→ What you will do
Rewrite the material below as a JSON list of strings, one string for each line and no blank lines. Leave the pictures out of the answer.

Position annotation records:
================================
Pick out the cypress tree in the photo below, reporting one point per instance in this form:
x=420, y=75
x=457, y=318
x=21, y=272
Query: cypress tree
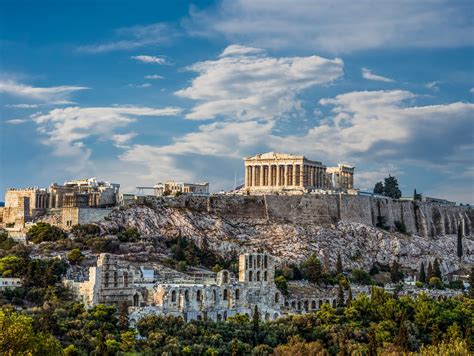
================================
→ Task response
[
  "Pick out the cypress tree in the photo below, reporting one point per instance in this form:",
  "x=420, y=75",
  "x=457, y=318",
  "x=21, y=272",
  "Query: cypress tree"
]